_RECORD SET:_
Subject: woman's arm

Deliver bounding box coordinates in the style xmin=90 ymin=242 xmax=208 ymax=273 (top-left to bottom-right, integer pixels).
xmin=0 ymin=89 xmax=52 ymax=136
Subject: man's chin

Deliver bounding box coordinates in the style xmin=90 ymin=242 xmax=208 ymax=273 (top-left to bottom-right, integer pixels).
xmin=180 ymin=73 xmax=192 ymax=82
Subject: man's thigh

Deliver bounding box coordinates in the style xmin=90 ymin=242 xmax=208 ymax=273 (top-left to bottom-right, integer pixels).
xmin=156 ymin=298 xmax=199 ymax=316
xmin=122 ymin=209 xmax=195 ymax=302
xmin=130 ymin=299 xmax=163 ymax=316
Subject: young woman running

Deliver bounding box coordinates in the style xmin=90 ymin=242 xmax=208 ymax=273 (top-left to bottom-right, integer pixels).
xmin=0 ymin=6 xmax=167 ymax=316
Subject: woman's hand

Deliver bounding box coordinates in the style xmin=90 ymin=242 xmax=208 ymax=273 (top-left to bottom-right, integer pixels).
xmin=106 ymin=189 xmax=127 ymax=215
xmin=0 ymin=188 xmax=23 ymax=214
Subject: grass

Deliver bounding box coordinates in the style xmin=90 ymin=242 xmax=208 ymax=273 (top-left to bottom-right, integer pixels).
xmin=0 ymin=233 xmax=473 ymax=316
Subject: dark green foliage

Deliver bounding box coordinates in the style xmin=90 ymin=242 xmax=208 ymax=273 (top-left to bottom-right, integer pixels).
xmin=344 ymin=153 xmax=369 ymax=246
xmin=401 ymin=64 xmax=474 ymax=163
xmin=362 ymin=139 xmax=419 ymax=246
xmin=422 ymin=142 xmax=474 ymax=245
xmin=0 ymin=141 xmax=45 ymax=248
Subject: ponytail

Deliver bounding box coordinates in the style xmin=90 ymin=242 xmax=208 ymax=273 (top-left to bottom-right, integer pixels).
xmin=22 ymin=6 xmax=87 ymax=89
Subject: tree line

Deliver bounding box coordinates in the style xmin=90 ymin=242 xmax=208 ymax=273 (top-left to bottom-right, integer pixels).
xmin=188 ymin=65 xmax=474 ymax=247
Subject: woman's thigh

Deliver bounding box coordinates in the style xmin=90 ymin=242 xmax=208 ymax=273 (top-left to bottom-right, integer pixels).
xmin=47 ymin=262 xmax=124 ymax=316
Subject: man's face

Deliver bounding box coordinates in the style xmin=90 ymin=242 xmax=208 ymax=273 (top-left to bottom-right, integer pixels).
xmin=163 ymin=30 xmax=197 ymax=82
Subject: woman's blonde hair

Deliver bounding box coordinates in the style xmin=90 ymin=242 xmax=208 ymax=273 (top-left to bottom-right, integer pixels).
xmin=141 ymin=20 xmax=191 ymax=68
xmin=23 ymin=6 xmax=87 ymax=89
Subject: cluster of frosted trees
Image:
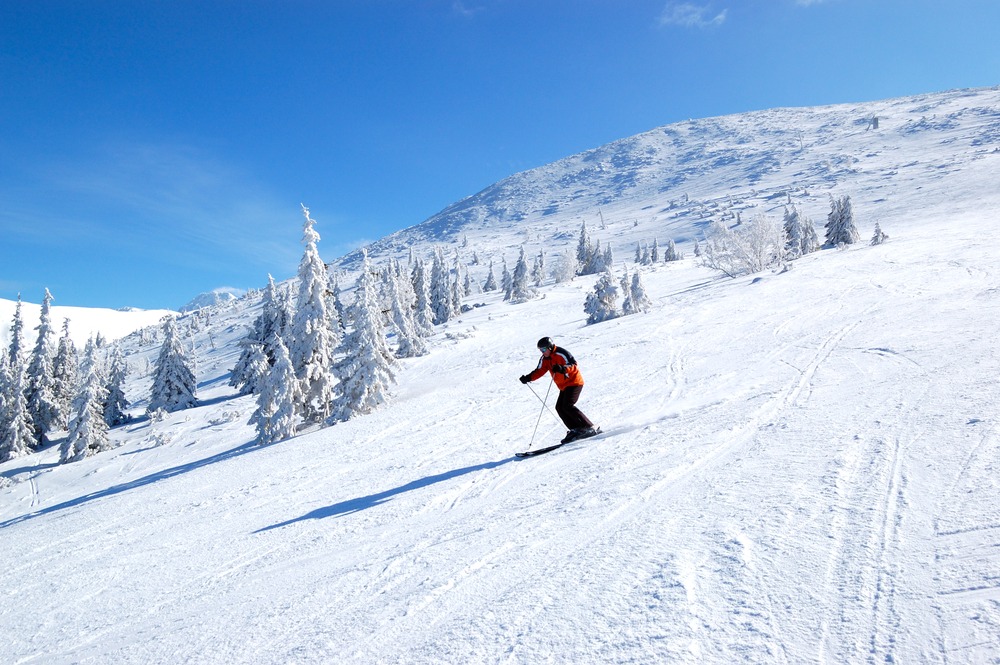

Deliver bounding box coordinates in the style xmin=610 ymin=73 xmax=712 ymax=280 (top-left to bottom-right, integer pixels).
xmin=231 ymin=206 xmax=446 ymax=446
xmin=481 ymin=247 xmax=541 ymax=303
xmin=584 ymin=263 xmax=653 ymax=325
xmin=701 ymin=194 xmax=874 ymax=278
xmin=0 ymin=290 xmax=130 ymax=464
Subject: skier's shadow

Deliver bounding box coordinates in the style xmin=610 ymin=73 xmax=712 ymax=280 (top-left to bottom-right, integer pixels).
xmin=254 ymin=457 xmax=517 ymax=533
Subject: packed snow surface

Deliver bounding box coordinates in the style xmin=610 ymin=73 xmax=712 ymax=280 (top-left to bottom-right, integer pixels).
xmin=2 ymin=87 xmax=1000 ymax=663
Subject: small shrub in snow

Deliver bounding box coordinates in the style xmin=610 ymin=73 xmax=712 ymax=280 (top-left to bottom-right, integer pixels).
xmin=701 ymin=215 xmax=786 ymax=278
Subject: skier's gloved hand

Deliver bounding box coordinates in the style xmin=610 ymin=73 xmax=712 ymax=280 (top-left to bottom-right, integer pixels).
xmin=551 ymin=364 xmax=567 ymax=375
xmin=519 ymin=375 xmax=530 ymax=384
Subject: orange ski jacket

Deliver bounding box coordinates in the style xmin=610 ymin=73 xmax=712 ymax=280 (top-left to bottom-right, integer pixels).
xmin=526 ymin=345 xmax=584 ymax=390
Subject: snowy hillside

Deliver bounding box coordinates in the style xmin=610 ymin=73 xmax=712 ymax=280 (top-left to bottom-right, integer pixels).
xmin=0 ymin=298 xmax=174 ymax=349
xmin=2 ymin=87 xmax=1000 ymax=663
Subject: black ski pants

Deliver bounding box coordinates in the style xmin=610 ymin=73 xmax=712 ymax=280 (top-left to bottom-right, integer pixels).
xmin=555 ymin=385 xmax=593 ymax=431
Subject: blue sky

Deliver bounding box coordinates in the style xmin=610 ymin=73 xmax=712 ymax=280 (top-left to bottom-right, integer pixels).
xmin=2 ymin=0 xmax=998 ymax=310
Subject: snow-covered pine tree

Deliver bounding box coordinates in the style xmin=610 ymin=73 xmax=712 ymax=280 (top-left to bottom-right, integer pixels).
xmin=871 ymin=222 xmax=889 ymax=246
xmin=581 ymin=238 xmax=604 ymax=275
xmin=463 ymin=269 xmax=473 ymax=297
xmin=651 ymin=239 xmax=660 ymax=263
xmin=0 ymin=353 xmax=8 ymax=423
xmin=483 ymin=260 xmax=498 ymax=291
xmin=327 ymin=271 xmax=346 ymax=332
xmin=61 ymin=343 xmax=110 ymax=463
xmin=531 ymin=251 xmax=545 ymax=287
xmin=510 ymin=247 xmax=537 ymax=304
xmin=25 ymin=289 xmax=60 ymax=447
xmin=634 ymin=242 xmax=643 ymax=264
xmin=251 ymin=335 xmax=298 ymax=445
xmin=6 ymin=294 xmax=25 ymax=369
xmin=664 ymin=239 xmax=680 ymax=262
xmin=429 ymin=248 xmax=454 ymax=325
xmin=501 ymin=258 xmax=513 ymax=301
xmin=147 ymin=318 xmax=197 ymax=413
xmin=628 ymin=270 xmax=652 ymax=314
xmin=450 ymin=267 xmax=462 ymax=316
xmin=389 ymin=259 xmax=428 ymax=358
xmin=783 ymin=206 xmax=805 ymax=259
xmin=411 ymin=259 xmax=435 ymax=336
xmin=331 ymin=251 xmax=397 ymax=422
xmin=290 ymin=205 xmax=338 ymax=423
xmin=577 ymin=221 xmax=593 ymax=271
xmin=103 ymin=347 xmax=131 ymax=427
xmin=584 ymin=266 xmax=622 ymax=324
xmin=0 ymin=357 xmax=35 ymax=462
xmin=620 ymin=264 xmax=635 ymax=314
xmin=825 ymin=195 xmax=860 ymax=247
xmin=51 ymin=318 xmax=79 ymax=430
xmin=231 ymin=275 xmax=285 ymax=396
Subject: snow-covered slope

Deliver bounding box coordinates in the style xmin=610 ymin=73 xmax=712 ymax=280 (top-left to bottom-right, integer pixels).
xmin=0 ymin=298 xmax=175 ymax=349
xmin=2 ymin=87 xmax=1000 ymax=663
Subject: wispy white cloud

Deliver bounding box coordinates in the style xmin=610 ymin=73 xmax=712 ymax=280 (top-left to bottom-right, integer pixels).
xmin=34 ymin=142 xmax=302 ymax=274
xmin=659 ymin=2 xmax=728 ymax=29
xmin=452 ymin=1 xmax=485 ymax=18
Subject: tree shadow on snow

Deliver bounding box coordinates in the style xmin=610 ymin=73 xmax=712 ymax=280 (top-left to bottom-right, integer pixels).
xmin=0 ymin=441 xmax=261 ymax=530
xmin=254 ymin=457 xmax=517 ymax=533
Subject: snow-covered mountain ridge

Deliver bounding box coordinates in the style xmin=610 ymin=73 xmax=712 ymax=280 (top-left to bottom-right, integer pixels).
xmin=338 ymin=86 xmax=1000 ymax=272
xmin=2 ymin=86 xmax=1000 ymax=663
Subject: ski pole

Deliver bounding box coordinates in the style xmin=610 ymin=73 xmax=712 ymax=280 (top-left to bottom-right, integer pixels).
xmin=525 ymin=378 xmax=562 ymax=426
xmin=525 ymin=377 xmax=556 ymax=452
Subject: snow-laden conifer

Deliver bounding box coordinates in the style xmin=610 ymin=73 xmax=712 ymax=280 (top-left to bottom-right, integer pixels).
xmin=584 ymin=266 xmax=622 ymax=324
xmin=148 ymin=318 xmax=197 ymax=413
xmin=61 ymin=344 xmax=110 ymax=463
xmin=290 ymin=205 xmax=338 ymax=423
xmin=429 ymin=248 xmax=454 ymax=325
xmin=501 ymin=258 xmax=513 ymax=301
xmin=825 ymin=195 xmax=860 ymax=247
xmin=51 ymin=318 xmax=79 ymax=430
xmin=871 ymin=222 xmax=889 ymax=246
xmin=626 ymin=270 xmax=652 ymax=315
xmin=411 ymin=259 xmax=435 ymax=335
xmin=482 ymin=260 xmax=498 ymax=292
xmin=531 ymin=251 xmax=545 ymax=287
xmin=327 ymin=271 xmax=347 ymax=332
xmin=331 ymin=252 xmax=397 ymax=422
xmin=651 ymin=239 xmax=660 ymax=263
xmin=25 ymin=289 xmax=60 ymax=446
xmin=664 ymin=239 xmax=681 ymax=262
xmin=231 ymin=275 xmax=291 ymax=396
xmin=0 ymin=358 xmax=35 ymax=463
xmin=6 ymin=294 xmax=25 ymax=368
xmin=103 ymin=347 xmax=131 ymax=427
xmin=783 ymin=206 xmax=820 ymax=258
xmin=510 ymin=247 xmax=537 ymax=303
xmin=450 ymin=267 xmax=462 ymax=316
xmin=576 ymin=221 xmax=595 ymax=274
xmin=251 ymin=335 xmax=298 ymax=445
xmin=388 ymin=259 xmax=428 ymax=358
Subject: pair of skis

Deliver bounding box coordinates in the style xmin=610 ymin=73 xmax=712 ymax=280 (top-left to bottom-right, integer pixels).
xmin=515 ymin=427 xmax=602 ymax=458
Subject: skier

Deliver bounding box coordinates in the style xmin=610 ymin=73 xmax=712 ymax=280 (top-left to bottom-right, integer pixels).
xmin=519 ymin=337 xmax=599 ymax=444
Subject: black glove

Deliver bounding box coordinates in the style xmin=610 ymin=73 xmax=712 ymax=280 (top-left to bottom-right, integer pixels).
xmin=551 ymin=364 xmax=567 ymax=375
xmin=519 ymin=375 xmax=530 ymax=384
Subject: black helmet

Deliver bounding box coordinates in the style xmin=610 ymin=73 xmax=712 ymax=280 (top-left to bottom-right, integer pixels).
xmin=537 ymin=336 xmax=553 ymax=351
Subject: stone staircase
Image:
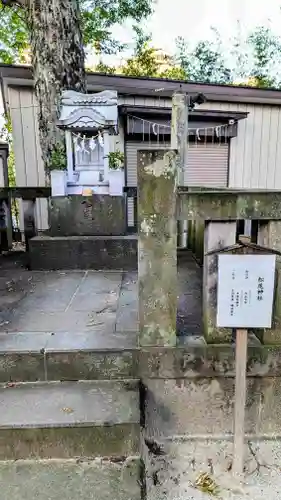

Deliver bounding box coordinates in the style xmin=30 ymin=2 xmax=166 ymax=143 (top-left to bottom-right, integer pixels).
xmin=0 ymin=333 xmax=141 ymax=500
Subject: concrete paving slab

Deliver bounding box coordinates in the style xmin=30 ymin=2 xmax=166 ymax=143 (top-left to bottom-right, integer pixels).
xmin=3 ymin=310 xmax=105 ymax=333
xmin=0 ymin=332 xmax=51 ymax=352
xmin=0 ymin=458 xmax=141 ymax=500
xmin=116 ymin=308 xmax=138 ymax=332
xmin=69 ymin=272 xmax=123 ymax=313
xmin=45 ymin=331 xmax=138 ymax=351
xmin=0 ymin=253 xmax=203 ymax=346
xmin=0 ymin=380 xmax=139 ymax=428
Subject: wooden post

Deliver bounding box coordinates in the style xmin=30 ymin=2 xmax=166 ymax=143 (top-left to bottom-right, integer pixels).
xmin=233 ymin=328 xmax=248 ymax=476
xmin=233 ymin=235 xmax=250 ymax=476
xmin=138 ymin=150 xmax=177 ymax=347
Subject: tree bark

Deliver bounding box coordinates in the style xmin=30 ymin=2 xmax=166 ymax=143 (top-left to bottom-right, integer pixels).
xmin=27 ymin=0 xmax=86 ymax=173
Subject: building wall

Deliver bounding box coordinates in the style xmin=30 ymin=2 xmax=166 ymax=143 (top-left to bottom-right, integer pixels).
xmin=6 ymin=86 xmax=281 ymax=195
xmin=121 ymin=95 xmax=281 ymax=189
xmin=8 ymin=86 xmax=48 ymax=230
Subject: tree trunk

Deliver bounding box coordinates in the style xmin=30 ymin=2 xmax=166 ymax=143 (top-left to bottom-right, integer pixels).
xmin=27 ymin=0 xmax=86 ymax=174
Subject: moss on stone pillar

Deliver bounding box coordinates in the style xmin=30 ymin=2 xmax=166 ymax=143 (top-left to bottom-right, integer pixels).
xmin=138 ymin=150 xmax=177 ymax=347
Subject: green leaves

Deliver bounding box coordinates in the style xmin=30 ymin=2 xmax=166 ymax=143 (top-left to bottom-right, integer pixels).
xmin=0 ymin=0 xmax=153 ymax=63
xmin=80 ymin=0 xmax=153 ymax=53
xmin=176 ymin=24 xmax=281 ymax=88
xmin=175 ymin=36 xmax=231 ymax=84
xmin=247 ymin=26 xmax=281 ymax=88
xmin=121 ymin=26 xmax=185 ymax=79
xmin=0 ymin=3 xmax=29 ymax=63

_WHAT THE EXERCISE ASKS:_ Take the listing from its first line to the line containing "Subject: tree line". Reproduce those lines exactly and nothing else.

_ANSWER FOR THIS EXERCISE:_
Subject: woman's arm

Deliver bounding box coordinates in the style xmin=90 ymin=242 xmax=208 ymax=273 (top-left to bottom-right, integer pixels).
xmin=0 ymin=89 xmax=52 ymax=136
Subject: man's chin

Deliver bounding box coordinates in the style xmin=90 ymin=242 xmax=208 ymax=273 (top-left to bottom-right, integer pixels).
xmin=180 ymin=73 xmax=192 ymax=82
Subject: man's thigh

Deliver bounding box coordinates in the style xmin=90 ymin=242 xmax=208 ymax=273 (top-left to bottom-right, integer pixels).
xmin=156 ymin=298 xmax=199 ymax=316
xmin=122 ymin=209 xmax=195 ymax=302
xmin=130 ymin=299 xmax=163 ymax=316
Subject: young woman running

Deliver bounding box coordinates in the style xmin=90 ymin=242 xmax=208 ymax=273 (top-left to bottom-right, integer pixels).
xmin=0 ymin=6 xmax=167 ymax=316
Subject: woman's hand

Deliver bounding box coordinates in the style xmin=90 ymin=242 xmax=208 ymax=273 (top-left to bottom-right, integer pixels).
xmin=106 ymin=189 xmax=127 ymax=215
xmin=0 ymin=188 xmax=23 ymax=214
Subject: grass

Deliver bounding box coordinates in the style xmin=90 ymin=242 xmax=208 ymax=273 (top-left to bottom-right, integer pixels).
xmin=0 ymin=233 xmax=473 ymax=316
Subject: dark green foliage

Deliver bounding box coordinates in the style xmin=90 ymin=242 xmax=208 ymax=273 (top-left to bottom-right, integer pixels).
xmin=344 ymin=153 xmax=369 ymax=246
xmin=401 ymin=64 xmax=474 ymax=163
xmin=362 ymin=139 xmax=419 ymax=246
xmin=422 ymin=142 xmax=474 ymax=245
xmin=0 ymin=141 xmax=45 ymax=248
Subject: ponytail

Deliver bounding box coordinates in the style xmin=90 ymin=242 xmax=208 ymax=273 (top-left to bottom-right, integer pixels).
xmin=22 ymin=6 xmax=87 ymax=89
Subject: tree line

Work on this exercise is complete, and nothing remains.